Please gather every line below that contains the word "WHERE" and copy each one out in full. Case counts.

= Supplied material =
——————————

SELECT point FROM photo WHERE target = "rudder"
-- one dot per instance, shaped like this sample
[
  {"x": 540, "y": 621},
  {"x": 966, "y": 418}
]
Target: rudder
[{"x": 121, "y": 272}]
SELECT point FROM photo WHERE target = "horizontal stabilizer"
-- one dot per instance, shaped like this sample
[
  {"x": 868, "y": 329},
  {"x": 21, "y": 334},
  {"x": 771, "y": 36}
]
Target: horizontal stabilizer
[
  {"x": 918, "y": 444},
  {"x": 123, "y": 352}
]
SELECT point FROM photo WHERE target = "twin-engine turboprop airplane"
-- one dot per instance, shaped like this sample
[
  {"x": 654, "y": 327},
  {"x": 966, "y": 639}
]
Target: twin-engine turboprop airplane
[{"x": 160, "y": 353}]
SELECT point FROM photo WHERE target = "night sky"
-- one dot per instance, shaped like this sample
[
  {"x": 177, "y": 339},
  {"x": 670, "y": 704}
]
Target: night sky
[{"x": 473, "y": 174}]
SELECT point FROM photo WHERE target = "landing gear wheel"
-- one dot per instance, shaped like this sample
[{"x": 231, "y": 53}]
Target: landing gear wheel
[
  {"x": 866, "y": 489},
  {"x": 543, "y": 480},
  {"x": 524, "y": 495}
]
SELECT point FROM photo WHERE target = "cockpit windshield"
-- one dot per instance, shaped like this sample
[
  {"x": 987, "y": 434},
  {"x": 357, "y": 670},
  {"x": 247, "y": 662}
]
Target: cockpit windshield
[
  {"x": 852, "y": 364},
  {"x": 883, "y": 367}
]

——————————

= Output =
SELECT point FROM photo WHERE target = "rudder"
SELECT point FROM photo WHERE target = "horizontal stabilizer"
SELECT point FROM photo WHERE target = "twin-engine turboprop airplane"
SELECT point FROM photo WHERE target = "night sky"
SELECT point FROM photo WHERE target = "landing gear wheel"
SELECT point FROM photo WHERE target = "cockpit windshield"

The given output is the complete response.